Texto em estudo ▸
┌──
A história de Emanuelle poderá ser a realidade de muitas crianças e adolescentes brasileiros. Segundo o Atlas Mundial da Obesidade de 2024, divulgado em março, 50% (cerca de 20,3 milhões) de pessoas com idades entre 5 a 19 anos devem apresentar excesso de peso até 2035. Em 2020, essa proporção era de 34% (15,5 milhões), o que, segundo especialistas, acende um alerta para a saúde dessa população.

“É muito expressivo esse aumento em crianças e adolescentes. E a chance de se tornarem adultos obesos é enorme. A obesidade é uma doença, e ela pode ser fator de risco para outras doenças, como aumento da pressão arterial, diabetes, as cardiovasculares, cânceres e, consequentemente, a morte”, alerta a presidente da Sociedade Brasileira de Endocrinologia – Regional Minas Gerais, Flávia Coimbra.

Mãe de Emanuelle, Joelma Reis, de 41 anos, conta que a filha ganhou peso principalmente na época da pandemia. “Com a mudança da escola para aulas híbridas, ela passou muito tempo em frente ao computador e engordou durante dois anos. Ela acordava tarde, não fazia atividade física e não se alimentava bem. Até o que sobrava da minha refeição, da do pai e da irmã ela comia”, lembra a gerente de loja.

O antigo comportamento da menina, como explica a cardiologista do Hospital Felício Rocho Elaine Pires, é o mesmo de muitos dessa geração de crianças e adolescentes, que costumam praticar pouca atividade física e consumir exageradamente alimentos ultraprocessados e calóricos, o que contribui para o ganho de peso.

“Nas últimas décadas, o desenvolvimento tecnológico fez com que a gente tivesse uma redução da vida ao ar livre, principalmente para crianças, que estão sempre com um celular na mão, jogando videogames, ao invés de brincar em ambientes abertos. Essa mudança já apresenta condições para o desenvolvimento da obesidade desde cedo”, afirma Elaine.

Mudança de hábito é a chave

Cardiologista do Hospital Felício Rocho, Elaine Pires explica que o aumento de casos de excesso de peso, principalmente em crianças e adolescentes, está diretamente ligado a hábitos de vida sedentários, além de uma alimentação pouco saudável. Ela avalia que, para mudar esse cenário, é fundamental a mudança do estilo de vida dessa geração. “Se eu sei as causas para esse problema, eu sei como prevenir. Mudar os hábitos de vida, praticar atividade física e melhorar a alimentação já representa uma possibilidade significativa de sucesso para evitar o excesso de peso”, afirma Elaine.
└──
Entradas fornecidas ▸
┌──
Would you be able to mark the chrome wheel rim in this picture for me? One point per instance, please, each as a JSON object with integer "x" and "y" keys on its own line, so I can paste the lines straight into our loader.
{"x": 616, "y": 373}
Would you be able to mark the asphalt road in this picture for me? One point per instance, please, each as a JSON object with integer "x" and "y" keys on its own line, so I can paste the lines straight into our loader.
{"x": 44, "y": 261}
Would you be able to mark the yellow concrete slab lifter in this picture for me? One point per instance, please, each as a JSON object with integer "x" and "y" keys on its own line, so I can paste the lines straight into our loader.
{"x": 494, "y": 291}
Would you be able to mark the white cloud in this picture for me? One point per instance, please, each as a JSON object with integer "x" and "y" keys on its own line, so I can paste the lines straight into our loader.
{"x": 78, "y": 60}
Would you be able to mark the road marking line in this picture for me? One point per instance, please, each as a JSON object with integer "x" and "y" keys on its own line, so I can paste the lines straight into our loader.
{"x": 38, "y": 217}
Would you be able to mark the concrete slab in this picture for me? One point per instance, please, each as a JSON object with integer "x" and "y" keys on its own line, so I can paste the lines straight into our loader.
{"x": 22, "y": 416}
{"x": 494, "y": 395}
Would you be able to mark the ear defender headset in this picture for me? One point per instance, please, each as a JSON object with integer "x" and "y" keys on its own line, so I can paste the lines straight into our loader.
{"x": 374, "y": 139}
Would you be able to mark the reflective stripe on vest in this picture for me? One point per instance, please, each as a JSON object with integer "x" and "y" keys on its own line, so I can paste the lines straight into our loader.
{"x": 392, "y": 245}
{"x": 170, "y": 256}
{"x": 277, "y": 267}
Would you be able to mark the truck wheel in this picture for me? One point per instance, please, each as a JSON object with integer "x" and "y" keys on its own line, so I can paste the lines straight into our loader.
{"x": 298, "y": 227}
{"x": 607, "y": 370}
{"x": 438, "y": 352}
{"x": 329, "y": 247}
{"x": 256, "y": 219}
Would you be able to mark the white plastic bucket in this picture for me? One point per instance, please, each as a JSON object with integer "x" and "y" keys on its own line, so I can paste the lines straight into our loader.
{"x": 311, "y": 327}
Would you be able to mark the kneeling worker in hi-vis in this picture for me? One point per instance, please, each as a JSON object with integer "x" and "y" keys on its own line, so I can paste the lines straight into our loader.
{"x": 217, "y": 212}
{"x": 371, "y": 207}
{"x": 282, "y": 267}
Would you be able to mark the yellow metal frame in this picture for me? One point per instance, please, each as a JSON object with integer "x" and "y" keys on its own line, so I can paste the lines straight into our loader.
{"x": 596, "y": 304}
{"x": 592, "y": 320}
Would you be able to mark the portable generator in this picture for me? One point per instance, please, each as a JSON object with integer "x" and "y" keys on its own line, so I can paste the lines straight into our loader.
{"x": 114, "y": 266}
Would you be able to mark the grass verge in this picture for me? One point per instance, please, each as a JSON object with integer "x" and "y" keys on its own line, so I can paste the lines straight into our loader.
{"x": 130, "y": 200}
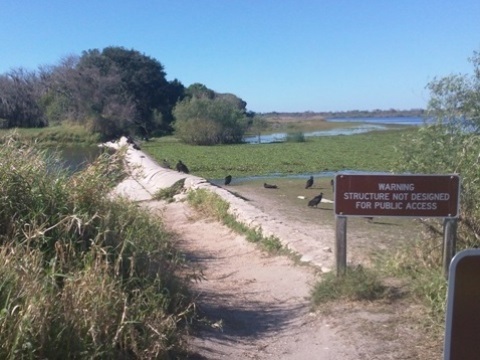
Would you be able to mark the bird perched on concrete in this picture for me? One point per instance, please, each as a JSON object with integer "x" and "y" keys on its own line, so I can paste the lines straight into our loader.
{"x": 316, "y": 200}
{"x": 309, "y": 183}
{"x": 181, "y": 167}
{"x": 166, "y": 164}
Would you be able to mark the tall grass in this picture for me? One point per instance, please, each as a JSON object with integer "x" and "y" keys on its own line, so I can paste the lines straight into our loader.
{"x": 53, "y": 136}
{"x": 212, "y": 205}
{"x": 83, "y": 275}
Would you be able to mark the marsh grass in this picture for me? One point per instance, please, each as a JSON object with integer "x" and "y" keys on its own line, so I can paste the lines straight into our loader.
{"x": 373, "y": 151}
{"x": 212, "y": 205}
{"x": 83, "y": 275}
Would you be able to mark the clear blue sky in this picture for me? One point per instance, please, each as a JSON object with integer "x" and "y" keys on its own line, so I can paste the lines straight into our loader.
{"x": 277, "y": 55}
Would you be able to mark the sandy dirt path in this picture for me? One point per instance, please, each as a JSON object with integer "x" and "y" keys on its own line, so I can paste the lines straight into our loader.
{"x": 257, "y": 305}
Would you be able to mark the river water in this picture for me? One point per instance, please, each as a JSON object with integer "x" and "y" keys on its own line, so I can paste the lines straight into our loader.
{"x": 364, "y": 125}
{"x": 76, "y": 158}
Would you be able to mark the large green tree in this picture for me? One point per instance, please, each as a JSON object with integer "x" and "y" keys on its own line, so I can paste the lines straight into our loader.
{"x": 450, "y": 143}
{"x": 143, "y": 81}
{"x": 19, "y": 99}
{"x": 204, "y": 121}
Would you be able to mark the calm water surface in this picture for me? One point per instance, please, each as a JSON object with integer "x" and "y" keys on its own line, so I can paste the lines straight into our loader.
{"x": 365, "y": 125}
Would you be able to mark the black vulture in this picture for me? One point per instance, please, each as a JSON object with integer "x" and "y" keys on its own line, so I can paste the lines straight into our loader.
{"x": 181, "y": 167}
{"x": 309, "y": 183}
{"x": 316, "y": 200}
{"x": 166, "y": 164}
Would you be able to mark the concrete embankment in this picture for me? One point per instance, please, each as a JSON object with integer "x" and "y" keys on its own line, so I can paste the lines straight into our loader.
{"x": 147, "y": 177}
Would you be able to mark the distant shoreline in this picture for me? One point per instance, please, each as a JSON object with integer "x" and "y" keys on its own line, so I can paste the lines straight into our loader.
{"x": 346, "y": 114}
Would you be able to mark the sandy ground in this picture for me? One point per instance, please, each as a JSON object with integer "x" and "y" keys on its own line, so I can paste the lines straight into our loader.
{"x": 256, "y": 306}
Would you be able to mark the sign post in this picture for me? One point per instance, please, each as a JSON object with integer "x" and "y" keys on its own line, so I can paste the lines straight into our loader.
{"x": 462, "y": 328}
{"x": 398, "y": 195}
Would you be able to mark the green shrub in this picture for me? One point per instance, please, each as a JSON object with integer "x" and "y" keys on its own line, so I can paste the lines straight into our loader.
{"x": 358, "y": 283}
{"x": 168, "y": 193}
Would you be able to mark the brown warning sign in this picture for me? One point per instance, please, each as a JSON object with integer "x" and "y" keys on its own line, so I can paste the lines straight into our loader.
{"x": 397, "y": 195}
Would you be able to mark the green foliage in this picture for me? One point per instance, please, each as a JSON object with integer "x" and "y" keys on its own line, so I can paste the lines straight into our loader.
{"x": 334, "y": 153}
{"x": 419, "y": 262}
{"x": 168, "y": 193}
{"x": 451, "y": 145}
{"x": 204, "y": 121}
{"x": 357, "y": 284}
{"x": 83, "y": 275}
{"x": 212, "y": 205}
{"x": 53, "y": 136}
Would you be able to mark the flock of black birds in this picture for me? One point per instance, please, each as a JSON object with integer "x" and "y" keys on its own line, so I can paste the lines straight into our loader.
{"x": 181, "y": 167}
└──
Instruções ▸
(A) Indique se cada afirmação está de acordo com o texto sobre excesso de peso em crianças e adolescentes. Responda sim ou não e cite as palavras do texto que decidem a resposta.
(i) Em 2020, 34% das pessoas de 5 a 19 anos apresentavam excesso de peso.
(ii) Joelma Reis trabalha como professora.
(iii) O Atlas Mundial da Obesidade de 2024 foi divulgado em abril.
(B) Liste todas as doenças para as quais, segundo Flávia Coimbra no texto sobre excesso de peso em crianças e adolescentes, a obesidade pode ser fator de risco.
(C) Prossiga com o texto sobre excesso de peso em crianças e adolescentes a partir da última frase apresentada.

Respostas do exercício ▸
(A)
(i) Sim: "Em 2020, essa proporção era de 34% (15,5 milhões)".
(ii) Não: "lembra a gerente de loja".
(iii) Não: "divulgado em março".

(B) Aumento da pressão arterial; diabetes; doenças cardiovasculares; cânceres.

(C)
Um exemplo do alto consumo de alimentos ultraprocessados, com excesso de gorduras e açúcares, é a pesquisa “Mudanças nos marcadores da alimentação durante a pandemia de Covid-19 no Brasil”, feita em parceria entre a Universidade Federal de São Paulo e a Universidade Federal de Minas Gerais. O levantamento constatou um aumento no número de pessoas que bebem refrigerante. Se entre os entrevistados em 2019 33,2% relataram o consumo, em 2021, o índice passou para 42,4%.

“Essas mudanças que estamos vivendo no Brasil, o mundo todo está vivendo. Os alimentos são cada vez mais calóricos, e a nossa vida é cada vez mais sedentária. Diminuiu o gasto de energia, mas aumentou o consumo de alimentos ricos em calorias. Nossa alimentação ainda é muito melhor que alguns países, como, por exemplo, os Estados Unidos, mas é preciso voltar a equilibrar as refeições, com a presença de legumes, frutas e verduras”, alerta Aline Lopes, professora do Departamento de Nutrição da UFMG.

Custo alto

De acordo com o Ministério da Saúde, o aumento dos custos com cuidados de saúde, associado ao crescimento das taxas de obesidade, é uma tendência em diversos países. No Brasil, estima-se uma duplicação dos gastos relacionados à obesidade de US$ 5,8 bilhões (cerca de R$ 31,73 milhões) em 2010 para US$ 10,1 bilhões em 2050 (aproximadamente R$ 55,25 milhões).

Atividade

Segundo o Ministério da Saúde, o ideal é que crianças e jovens de 6 a 17 pratiquem 60 minutos ou mais de atividade física por dia, incluindo em pelo menos três dias na semana atividades de fortalecimento dos músculos e ossos, que envolvam movimentos, sempre acompanhado de um profissional.